=== TRAVAIL DEMANDÉ ===
a) Répondez aux questions suivantes d'après le texte sur Beauregard :
(i) Combien de concerts ont été vus dans leur intégralité au cours des deux premiers jours ?
(ii) Quel artiste a été manqué en début d'après-midi ?
(iii) De quel instrument Mally joue-t-elle pour habiller les ballades ?
b) Reproduisez fidèlement le passage du texte sur Beauregard allant de « En début d'après-midi, on » jusqu'à « d'une absolue puissance. ».

Les deux premiers jours à Beauregard ont laissé des traces. Après avoir vu seize concerts dans leur intégralité en deux jours et avoir piétiné pendant près de 18 heures, on mérite bien un gros plateau de fruits de mer pour le petit-déjeuner.
En début d'après-midi, on rate Lull. Dommage car ses balades folks nous avaient séduits sur son Myspace.
On entre donc directement dans le vif du sujet avec Anna Calvi. En quelques mois, la jeune londonienne a pris énormément d'assurance et commence à devenir une vraie bête de scène. Elle entre, rouge à lèvres écarlate, tout de noir vêtue, talons hauts, un blouson qu'elle ne tarde pas à tomber soulevant la poussière devant les enceintes de retour et les cheveux détachés dans le vent. Pas facile de balancer son rock crépusculaire à 4h de l'après-midi sous la chaleur écrasante. On constate que sa voix a encore pris de l'ampleur, ses envolées sont d'une absolue puissance.
La multi-instrumentiste Mally habille à l'harmonium ces ballades qui autrement pourraient paraître rêches. Quant au batteur, il est plus à l'aise qu'il y a quelques mois. Anna Calvi est concentrée, mais souriante entre les chansons. Un deuxième guitariste additionnel intervient parfois sur certaines chansons qui donne plus d'espace à ces compositions qu'aurait pu écrire le bâtard d'Elvis et de Siouxsie Sioux.

=== MATÉRIEL SOURCE ===
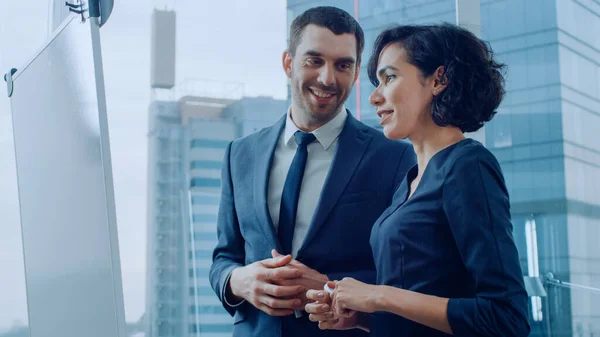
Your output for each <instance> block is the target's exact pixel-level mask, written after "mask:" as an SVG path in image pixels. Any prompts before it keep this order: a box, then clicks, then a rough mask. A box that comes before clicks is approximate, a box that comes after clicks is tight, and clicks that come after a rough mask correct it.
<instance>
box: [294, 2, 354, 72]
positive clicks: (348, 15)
mask: <svg viewBox="0 0 600 337" xmlns="http://www.w3.org/2000/svg"><path fill="white" fill-rule="evenodd" d="M308 25H316V26H319V27H323V28H327V29H329V30H330V31H332V32H333V33H334V34H336V35H341V34H354V36H355V37H356V62H357V64H360V59H361V55H362V51H363V49H364V47H365V34H364V33H363V30H362V28H360V25H359V24H358V22H357V21H356V20H355V19H354V18H353V17H352V15H350V14H348V12H346V11H343V10H341V9H339V8H336V7H330V6H321V7H313V8H311V9H308V10H307V11H305V12H304V13H302V14H300V15H299V16H298V17H297V18H295V19H294V21H293V22H292V25H291V27H290V42H289V43H290V44H289V46H288V50H289V52H290V53H292V55H296V48H298V45H299V44H300V42H301V40H302V33H303V31H304V28H305V27H306V26H308Z"/></svg>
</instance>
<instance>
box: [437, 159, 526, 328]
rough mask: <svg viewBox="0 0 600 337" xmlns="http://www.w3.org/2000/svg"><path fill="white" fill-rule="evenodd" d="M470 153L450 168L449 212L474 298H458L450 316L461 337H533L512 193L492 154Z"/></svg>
mask: <svg viewBox="0 0 600 337" xmlns="http://www.w3.org/2000/svg"><path fill="white" fill-rule="evenodd" d="M474 152H477V153H472V152H469V153H464V155H462V156H460V157H458V159H457V160H456V161H455V163H454V165H452V167H451V168H450V169H449V172H448V174H447V177H446V180H445V182H444V190H443V208H444V212H445V213H446V216H447V218H448V222H449V225H450V229H451V231H452V234H453V236H454V239H455V241H456V245H457V248H458V251H459V253H460V256H461V258H462V261H463V263H464V265H465V267H466V269H467V271H468V273H469V275H470V280H469V281H470V282H472V284H473V285H474V286H475V288H476V293H475V296H474V297H473V298H452V299H450V301H449V302H448V307H447V318H448V321H449V323H450V326H451V327H452V331H453V333H454V335H458V336H517V337H519V336H523V337H524V336H528V335H529V330H530V326H529V322H528V304H527V293H526V292H525V288H524V285H523V275H522V271H521V267H520V265H519V257H518V252H517V248H516V246H515V243H514V240H513V237H512V223H511V218H510V204H509V198H508V192H507V189H506V186H505V183H504V178H503V176H502V172H501V169H500V166H499V164H498V162H497V161H496V159H495V158H494V157H493V155H492V154H491V153H489V152H487V150H485V152H484V151H478V150H476V151H474Z"/></svg>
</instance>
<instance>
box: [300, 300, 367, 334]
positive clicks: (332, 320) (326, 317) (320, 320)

=== RÉPONSES PAR TÂCHE ===
a)
(i) Seize concerts.
(ii) Lull.
(iii) L'harmonium.

b)
En début d'après-midi, on rate Lull. Dommage car ses balades folks nous avaient séduits sur son Myspace.
On entre donc directement dans le vif du sujet avec Anna Calvi. En quelques mois, la jeune londonienne a pris énormément d'assurance et commence à devenir une vraie bête de scène. Elle entre, rouge à lèvres écarlate, tout de noir vêtue, talons hauts, un blouson qu'elle ne tarde pas à tomber soulevant la poussière devant les enceintes de retour et les cheveux détachés dans le vent. Pas facile de balancer son rock crépusculaire à 4h de l'après-midi sous la chaleur écrasante. On constate que sa voix a encore pris de l'ampleur, ses envolées sont d'une absolue puissance.